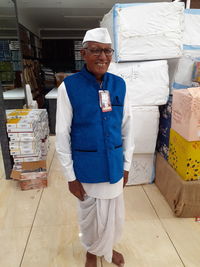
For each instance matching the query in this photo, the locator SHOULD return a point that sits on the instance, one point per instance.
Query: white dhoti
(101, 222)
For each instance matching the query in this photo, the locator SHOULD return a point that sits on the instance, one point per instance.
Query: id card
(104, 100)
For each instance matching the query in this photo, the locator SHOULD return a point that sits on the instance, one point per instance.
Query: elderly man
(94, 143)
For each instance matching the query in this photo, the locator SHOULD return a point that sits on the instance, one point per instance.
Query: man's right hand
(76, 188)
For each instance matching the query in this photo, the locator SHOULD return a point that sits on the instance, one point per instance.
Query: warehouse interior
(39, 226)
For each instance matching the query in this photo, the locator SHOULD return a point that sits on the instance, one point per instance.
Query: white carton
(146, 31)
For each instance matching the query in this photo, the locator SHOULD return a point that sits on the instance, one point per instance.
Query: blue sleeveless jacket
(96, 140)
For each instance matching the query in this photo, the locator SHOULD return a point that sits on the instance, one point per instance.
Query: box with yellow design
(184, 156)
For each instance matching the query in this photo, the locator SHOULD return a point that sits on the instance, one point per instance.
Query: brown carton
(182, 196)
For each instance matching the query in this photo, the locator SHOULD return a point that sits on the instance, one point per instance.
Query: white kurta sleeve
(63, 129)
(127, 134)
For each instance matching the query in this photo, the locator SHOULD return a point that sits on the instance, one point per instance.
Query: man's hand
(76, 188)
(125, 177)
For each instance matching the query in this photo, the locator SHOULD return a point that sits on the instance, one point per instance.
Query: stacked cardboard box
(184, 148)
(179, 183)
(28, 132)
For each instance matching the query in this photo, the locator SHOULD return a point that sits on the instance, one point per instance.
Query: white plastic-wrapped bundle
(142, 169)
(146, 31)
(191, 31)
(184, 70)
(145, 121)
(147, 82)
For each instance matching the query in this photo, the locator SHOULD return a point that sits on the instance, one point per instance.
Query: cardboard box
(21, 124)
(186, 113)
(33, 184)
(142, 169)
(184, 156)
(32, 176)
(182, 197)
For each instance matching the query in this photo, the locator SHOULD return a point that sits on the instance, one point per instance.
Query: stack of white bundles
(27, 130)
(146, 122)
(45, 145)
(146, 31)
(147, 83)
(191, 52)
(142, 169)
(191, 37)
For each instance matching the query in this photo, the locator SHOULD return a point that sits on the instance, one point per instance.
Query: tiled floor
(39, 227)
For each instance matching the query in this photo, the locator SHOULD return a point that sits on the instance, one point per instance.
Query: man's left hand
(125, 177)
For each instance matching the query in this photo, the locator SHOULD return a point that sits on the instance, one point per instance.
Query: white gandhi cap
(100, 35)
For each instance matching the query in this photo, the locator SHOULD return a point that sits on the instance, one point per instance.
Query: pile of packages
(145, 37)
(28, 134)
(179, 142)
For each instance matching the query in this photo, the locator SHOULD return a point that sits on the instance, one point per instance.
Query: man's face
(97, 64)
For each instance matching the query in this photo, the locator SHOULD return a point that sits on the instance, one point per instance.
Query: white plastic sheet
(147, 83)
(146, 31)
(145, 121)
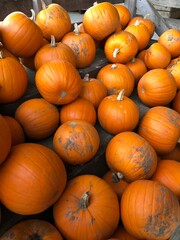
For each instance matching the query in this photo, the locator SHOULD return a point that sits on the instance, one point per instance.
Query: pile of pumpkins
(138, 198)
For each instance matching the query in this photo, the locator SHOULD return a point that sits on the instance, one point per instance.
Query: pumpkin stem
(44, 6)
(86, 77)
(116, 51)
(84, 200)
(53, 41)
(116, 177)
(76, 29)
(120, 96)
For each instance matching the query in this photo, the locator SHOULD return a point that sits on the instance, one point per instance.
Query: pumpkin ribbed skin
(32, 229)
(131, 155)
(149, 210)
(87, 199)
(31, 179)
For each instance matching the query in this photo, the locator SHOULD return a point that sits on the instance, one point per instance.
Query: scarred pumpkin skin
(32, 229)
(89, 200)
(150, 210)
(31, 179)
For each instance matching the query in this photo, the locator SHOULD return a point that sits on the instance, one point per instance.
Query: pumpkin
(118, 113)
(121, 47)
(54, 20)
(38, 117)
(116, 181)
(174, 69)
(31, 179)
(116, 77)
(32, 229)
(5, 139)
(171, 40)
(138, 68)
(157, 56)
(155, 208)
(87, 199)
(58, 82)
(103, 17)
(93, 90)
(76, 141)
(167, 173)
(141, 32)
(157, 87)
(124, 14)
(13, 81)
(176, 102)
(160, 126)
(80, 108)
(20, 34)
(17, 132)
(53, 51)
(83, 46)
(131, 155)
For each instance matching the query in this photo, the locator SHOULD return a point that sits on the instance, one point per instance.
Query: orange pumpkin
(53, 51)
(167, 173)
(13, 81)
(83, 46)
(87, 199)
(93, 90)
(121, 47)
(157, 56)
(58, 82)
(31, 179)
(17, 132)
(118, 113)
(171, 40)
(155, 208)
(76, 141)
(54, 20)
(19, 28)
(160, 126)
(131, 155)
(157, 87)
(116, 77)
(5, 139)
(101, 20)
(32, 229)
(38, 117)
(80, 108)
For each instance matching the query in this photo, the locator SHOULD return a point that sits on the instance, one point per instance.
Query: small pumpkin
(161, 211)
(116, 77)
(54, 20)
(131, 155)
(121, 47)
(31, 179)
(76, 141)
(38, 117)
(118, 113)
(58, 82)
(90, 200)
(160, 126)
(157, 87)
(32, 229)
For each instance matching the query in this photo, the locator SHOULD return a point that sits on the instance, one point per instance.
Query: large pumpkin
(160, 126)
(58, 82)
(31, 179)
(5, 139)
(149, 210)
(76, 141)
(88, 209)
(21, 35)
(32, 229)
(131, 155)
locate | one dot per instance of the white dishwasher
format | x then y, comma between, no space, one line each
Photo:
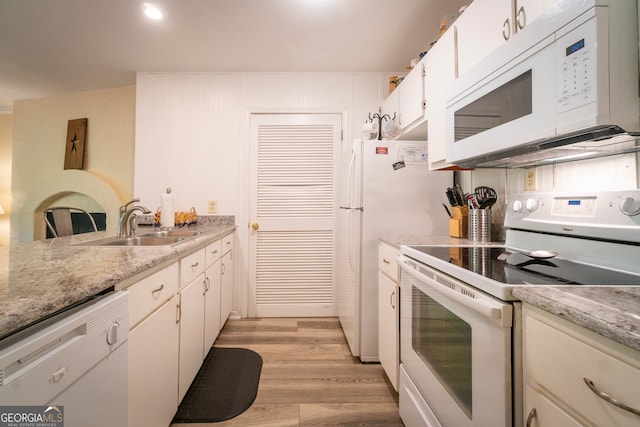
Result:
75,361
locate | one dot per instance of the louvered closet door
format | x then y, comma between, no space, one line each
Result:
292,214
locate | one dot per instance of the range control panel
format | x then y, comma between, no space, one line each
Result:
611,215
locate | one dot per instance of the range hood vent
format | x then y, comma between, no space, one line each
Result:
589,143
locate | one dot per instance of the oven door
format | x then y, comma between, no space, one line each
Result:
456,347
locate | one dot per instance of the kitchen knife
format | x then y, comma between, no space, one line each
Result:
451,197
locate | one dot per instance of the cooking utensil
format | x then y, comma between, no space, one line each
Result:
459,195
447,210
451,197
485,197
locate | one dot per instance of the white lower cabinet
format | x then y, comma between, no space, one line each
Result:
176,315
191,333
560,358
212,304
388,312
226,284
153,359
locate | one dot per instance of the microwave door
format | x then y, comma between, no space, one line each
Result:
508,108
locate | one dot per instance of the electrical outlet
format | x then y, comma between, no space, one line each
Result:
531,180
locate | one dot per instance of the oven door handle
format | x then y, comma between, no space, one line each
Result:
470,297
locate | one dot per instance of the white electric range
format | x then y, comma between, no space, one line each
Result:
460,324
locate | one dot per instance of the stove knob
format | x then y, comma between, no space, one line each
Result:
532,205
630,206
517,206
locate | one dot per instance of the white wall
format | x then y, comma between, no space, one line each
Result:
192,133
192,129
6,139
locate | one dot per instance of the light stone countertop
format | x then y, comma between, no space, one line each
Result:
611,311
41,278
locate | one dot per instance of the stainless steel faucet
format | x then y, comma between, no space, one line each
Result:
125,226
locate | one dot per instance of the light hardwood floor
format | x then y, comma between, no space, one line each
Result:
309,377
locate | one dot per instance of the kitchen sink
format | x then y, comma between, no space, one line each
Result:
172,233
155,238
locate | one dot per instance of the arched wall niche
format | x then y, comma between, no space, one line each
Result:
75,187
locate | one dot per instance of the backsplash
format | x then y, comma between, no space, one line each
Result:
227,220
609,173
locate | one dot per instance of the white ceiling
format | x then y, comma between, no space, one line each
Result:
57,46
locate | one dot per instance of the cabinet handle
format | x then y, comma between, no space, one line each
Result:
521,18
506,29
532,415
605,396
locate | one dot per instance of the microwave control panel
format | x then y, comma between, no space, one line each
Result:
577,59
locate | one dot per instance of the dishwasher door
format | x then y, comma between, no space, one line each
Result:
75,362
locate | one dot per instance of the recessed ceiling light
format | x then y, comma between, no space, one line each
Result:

□ □ □

Work item: Across the listing, how many lines contain "dishwasher"? State the number and nothing else.

Result of the exercise: 2